* WHAT NEEDS TO BE DONE
An exact transcription of the records is required, minus any images.

*** Opening GIVEN RECORDS ***

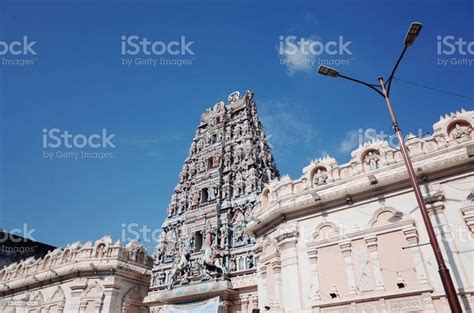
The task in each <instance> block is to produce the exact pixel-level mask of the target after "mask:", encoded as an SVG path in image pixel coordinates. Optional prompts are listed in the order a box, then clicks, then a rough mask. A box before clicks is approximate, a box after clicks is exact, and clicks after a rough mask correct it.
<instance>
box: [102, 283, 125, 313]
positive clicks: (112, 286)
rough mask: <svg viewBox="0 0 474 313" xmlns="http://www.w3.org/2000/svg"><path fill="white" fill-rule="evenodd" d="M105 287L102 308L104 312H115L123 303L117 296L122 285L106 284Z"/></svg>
mask: <svg viewBox="0 0 474 313" xmlns="http://www.w3.org/2000/svg"><path fill="white" fill-rule="evenodd" d="M104 287H105V288H104V300H103V306H102V310H103V311H104V312H113V311H114V310H116V308H118V307H120V305H121V303H119V302H118V299H117V296H118V294H119V292H120V287H118V286H113V285H105V286H104Z"/></svg>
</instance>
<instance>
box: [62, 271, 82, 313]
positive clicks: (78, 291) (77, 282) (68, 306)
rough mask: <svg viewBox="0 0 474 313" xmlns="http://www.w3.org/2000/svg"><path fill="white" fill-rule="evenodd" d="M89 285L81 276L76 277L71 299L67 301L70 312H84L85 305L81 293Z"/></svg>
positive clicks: (67, 309) (74, 281)
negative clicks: (83, 303) (84, 304)
mask: <svg viewBox="0 0 474 313" xmlns="http://www.w3.org/2000/svg"><path fill="white" fill-rule="evenodd" d="M86 286H87V282H86V281H85V280H83V279H81V278H78V279H76V280H75V281H74V282H73V284H72V285H71V301H68V302H67V310H65V311H68V312H84V310H85V305H82V304H81V295H82V293H83V292H84V289H85V288H86Z"/></svg>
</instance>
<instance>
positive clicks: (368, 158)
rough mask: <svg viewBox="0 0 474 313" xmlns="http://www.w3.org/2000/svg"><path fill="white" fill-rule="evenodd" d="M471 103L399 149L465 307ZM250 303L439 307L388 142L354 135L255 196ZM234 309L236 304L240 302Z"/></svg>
mask: <svg viewBox="0 0 474 313" xmlns="http://www.w3.org/2000/svg"><path fill="white" fill-rule="evenodd" d="M473 123H474V111H469V112H466V111H464V110H461V111H460V112H456V113H452V114H450V115H446V116H444V117H441V118H440V120H439V122H437V123H436V124H434V132H433V134H432V135H431V136H429V137H426V138H422V139H421V138H416V137H415V136H413V135H411V134H409V135H408V136H407V146H408V149H409V151H410V154H411V158H412V161H413V164H414V168H415V170H416V172H417V175H418V177H419V181H420V184H421V189H422V191H423V193H424V198H425V201H426V205H427V209H428V211H429V216H430V218H431V221H432V223H433V226H434V229H435V233H436V235H437V238H438V240H439V242H440V246H441V249H442V253H443V255H444V258H445V260H446V263H447V265H448V267H449V269H450V272H451V276H452V278H453V281H454V284H455V286H456V289H457V292H458V295H459V299H460V302H461V305H462V307H463V312H472V310H473V308H474V298H473V295H474V167H473V165H474V132H473V131H472V125H474V124H473ZM247 232H248V233H249V234H252V235H253V236H255V237H256V242H257V243H256V246H255V248H254V251H256V259H257V262H256V263H257V277H258V279H257V283H258V304H259V308H260V311H264V310H269V311H270V312H272V311H273V312H341V313H342V312H363V313H366V312H367V313H371V312H450V309H449V306H448V303H447V301H446V297H445V294H444V290H443V286H442V284H441V280H440V278H439V275H438V267H437V263H436V260H435V258H434V254H433V252H432V248H431V246H430V245H429V239H428V236H427V232H426V229H425V226H424V223H423V220H422V217H421V215H420V211H419V208H418V206H417V202H416V199H415V196H414V193H413V191H412V188H411V187H410V183H409V178H408V174H407V171H406V168H405V165H404V162H403V159H402V156H401V153H400V151H399V150H398V149H397V148H394V147H391V146H389V145H388V144H387V142H385V141H376V142H371V143H367V144H364V145H362V146H360V147H359V148H358V149H356V150H355V151H353V152H352V159H351V160H350V161H349V162H348V163H346V164H338V163H337V162H336V160H335V159H333V158H331V157H329V156H327V157H323V158H321V159H317V160H314V161H313V162H311V164H309V165H308V166H307V167H305V168H304V169H303V175H302V176H301V177H300V178H299V179H296V180H292V179H290V178H289V177H288V176H284V177H282V178H281V179H276V180H273V181H272V182H270V184H268V185H267V186H266V187H265V188H264V190H263V192H262V193H261V195H260V198H259V200H258V201H257V203H256V205H255V208H254V210H253V216H252V218H251V220H250V222H249V223H248V225H247ZM240 310H241V311H245V308H240Z"/></svg>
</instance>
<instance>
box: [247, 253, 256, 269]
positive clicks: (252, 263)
mask: <svg viewBox="0 0 474 313" xmlns="http://www.w3.org/2000/svg"><path fill="white" fill-rule="evenodd" d="M245 262H246V263H247V269H251V268H253V267H254V261H253V256H252V255H251V254H250V253H247V255H246V256H245Z"/></svg>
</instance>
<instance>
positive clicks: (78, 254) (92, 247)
mask: <svg viewBox="0 0 474 313" xmlns="http://www.w3.org/2000/svg"><path fill="white" fill-rule="evenodd" d="M151 263H152V260H151V258H150V257H149V256H148V255H147V253H146V250H145V248H144V247H143V245H142V244H140V243H139V242H136V241H131V242H129V243H128V244H127V245H126V246H124V245H122V244H121V243H120V242H113V241H112V239H111V238H110V237H103V238H101V239H99V240H97V241H96V242H95V243H93V242H90V241H89V242H86V243H84V244H81V243H80V242H76V243H73V244H71V245H70V246H68V247H66V248H64V249H60V248H57V249H54V250H52V251H50V252H49V253H48V254H46V256H45V257H44V258H40V259H35V258H34V257H30V258H28V259H26V260H23V261H19V262H16V263H12V264H10V265H8V266H6V267H4V268H3V269H2V270H0V312H4V313H20V312H21V313H23V312H25V313H33V312H34V313H62V312H64V313H67V312H81V313H97V312H122V313H139V312H147V311H148V309H147V307H146V306H145V305H144V304H143V298H144V297H145V295H146V293H147V290H148V287H149V281H150V267H151Z"/></svg>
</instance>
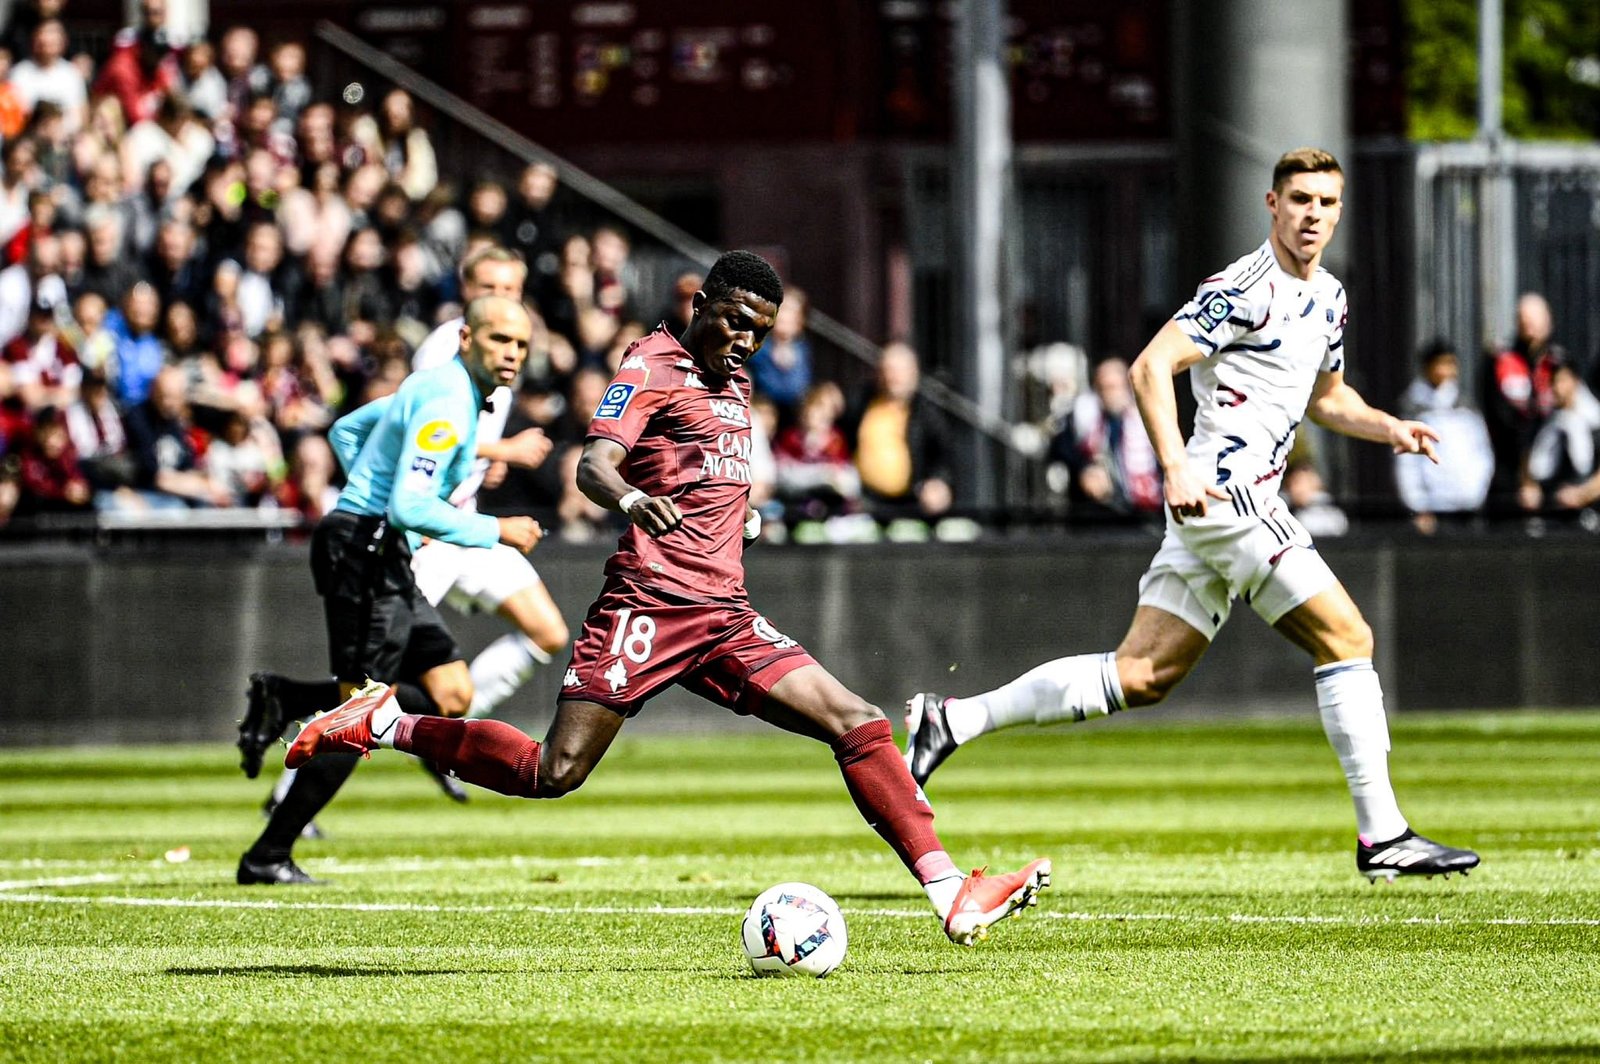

*** Closing GIVEN RECORDS ***

* PROBLEM SOLUTION
The task in each <instance> block is to produce the exact pixel-level mask of the target after "mask:", encoded as an SVG path in image pixel coordinates. Optional prompts are listed in the order a box, then clicks, then a rough mask. A box before clicks is approximate, a box after clicks is exact, and clicks after a rough mask correct it.
<instance>
box: [102, 283, 125, 313]
positive clicks: (112, 286)
rough mask: <svg viewBox="0 0 474 313" xmlns="http://www.w3.org/2000/svg"><path fill="white" fill-rule="evenodd" d="M105 287L102 308L104 312H115L123 303L117 296L122 285L106 284Z"/></svg>
mask: <svg viewBox="0 0 474 313" xmlns="http://www.w3.org/2000/svg"><path fill="white" fill-rule="evenodd" d="M104 287H105V288H104V300H103V306H102V310H103V311H104V312H113V311H114V310H116V308H118V307H120V305H121V303H119V302H118V299H117V296H118V294H119V292H120V287H118V286H113V285H105V286H104Z"/></svg>
</instance>
<instance>
box: [62, 271, 82, 313]
positive clicks: (78, 291) (77, 282) (68, 306)
rough mask: <svg viewBox="0 0 474 313" xmlns="http://www.w3.org/2000/svg"><path fill="white" fill-rule="evenodd" d="M89 285L81 276L76 277L71 299L67 301L70 312H84L85 305L81 293Z"/></svg>
positive clicks: (67, 309) (74, 281)
negative clicks: (83, 303) (84, 304)
mask: <svg viewBox="0 0 474 313" xmlns="http://www.w3.org/2000/svg"><path fill="white" fill-rule="evenodd" d="M86 286H87V282H86V281H85V280H83V279H81V278H78V279H76V280H75V281H74V282H73V284H72V285H71V301H68V302H67V310H65V311H68V312H84V310H85V305H82V304H81V295H82V293H83V292H84V289H85V288H86Z"/></svg>
</instance>
<instance>
positive clicks: (368, 158)
rough mask: <svg viewBox="0 0 474 313" xmlns="http://www.w3.org/2000/svg"><path fill="white" fill-rule="evenodd" d="M471 103L399 149L465 307ZM250 303L439 307L388 142L354 135L255 196ZM234 309L236 304L240 302Z"/></svg>
mask: <svg viewBox="0 0 474 313" xmlns="http://www.w3.org/2000/svg"><path fill="white" fill-rule="evenodd" d="M473 123H474V111H469V112H466V111H464V110H461V111H460V112H456V113H452V114H450V115H446V116H444V117H441V118H440V120H439V122H437V123H436V124H434V132H433V134H432V135H431V136H429V137H426V138H422V139H421V138H416V137H415V136H413V135H411V134H409V135H408V136H407V146H408V149H409V151H410V154H411V158H412V161H413V164H414V168H415V170H416V172H417V175H418V177H419V181H420V184H421V189H422V191H423V193H424V198H425V201H426V205H427V209H428V211H429V216H430V218H431V221H432V223H433V226H434V229H435V233H436V235H437V238H438V240H439V242H440V246H441V249H442V253H443V255H444V258H445V260H446V263H447V265H448V267H449V269H450V272H451V276H452V278H453V281H454V284H455V286H456V289H457V292H458V295H459V299H460V302H461V305H462V307H463V312H472V310H473V308H474V298H473V295H474V167H473V165H474V132H473V131H472V125H474V124H473ZM247 232H248V233H249V234H252V235H253V236H255V237H256V242H257V243H256V246H255V248H254V251H256V259H257V262H256V263H257V277H258V279H257V283H258V304H259V308H260V311H264V310H269V311H270V312H272V311H273V312H341V313H342V312H363V313H366V312H367V313H371V312H450V309H449V306H448V303H447V301H446V297H445V294H444V290H443V286H442V284H441V280H440V278H439V275H438V267H437V263H436V260H435V258H434V254H433V252H432V248H431V246H430V245H429V239H428V236H427V232H426V229H425V226H424V223H423V220H422V217H421V215H420V211H419V208H418V206H417V202H416V199H415V196H414V193H413V191H412V188H411V187H410V183H409V178H408V174H407V171H406V168H405V165H404V162H403V159H402V156H401V153H400V151H399V150H398V149H397V148H394V147H391V146H389V145H388V144H387V142H385V141H376V142H371V143H367V144H364V145H362V146H360V147H359V148H358V149H356V150H355V151H353V152H352V159H351V160H350V161H349V162H348V163H346V164H338V163H337V162H336V160H335V159H333V158H331V157H329V156H327V157H323V158H321V159H317V160H314V161H313V162H311V164H309V165H308V166H307V167H305V168H304V169H303V175H302V176H301V177H300V178H299V179H296V180H292V179H290V178H289V177H288V176H284V177H282V178H281V179H276V180H273V181H272V182H270V184H268V185H267V186H266V187H265V188H264V190H263V192H262V193H261V195H260V198H259V200H258V201H257V203H256V205H255V208H254V210H253V216H252V218H251V220H250V222H249V223H248V225H247ZM240 310H241V311H245V308H240Z"/></svg>
</instance>
<instance>
box: [247, 253, 256, 269]
positive clicks: (252, 263)
mask: <svg viewBox="0 0 474 313" xmlns="http://www.w3.org/2000/svg"><path fill="white" fill-rule="evenodd" d="M245 262H246V263H247V269H251V268H253V267H254V261H253V256H252V255H251V254H250V253H247V255H246V256H245Z"/></svg>
</instance>
<instance>
positive clicks: (78, 254) (92, 247)
mask: <svg viewBox="0 0 474 313" xmlns="http://www.w3.org/2000/svg"><path fill="white" fill-rule="evenodd" d="M151 263H152V260H151V258H150V257H149V256H148V255H147V253H146V250H145V248H144V247H143V245H142V244H140V243H139V242H136V241H131V242H129V243H128V244H127V245H126V246H124V245H122V244H121V243H120V242H113V241H112V239H111V238H110V237H103V238H101V239H99V240H97V241H96V242H95V243H93V242H90V241H89V242H86V243H84V244H81V243H80V242H76V243H73V244H71V245H70V246H68V247H66V248H64V249H60V248H57V249H54V250H52V251H50V252H49V253H48V254H46V256H45V257H44V258H40V259H35V258H34V257H30V258H28V259H26V260H23V261H19V262H16V263H12V264H10V265H8V266H6V267H4V268H3V269H2V270H0V312H4V313H20V312H21V313H23V312H25V313H33V312H34V313H62V312H64V313H67V312H81V313H97V312H122V313H139V312H147V311H148V309H147V307H146V306H145V305H144V304H143V298H144V297H145V295H146V293H147V290H148V287H149V281H150V267H151Z"/></svg>
</instance>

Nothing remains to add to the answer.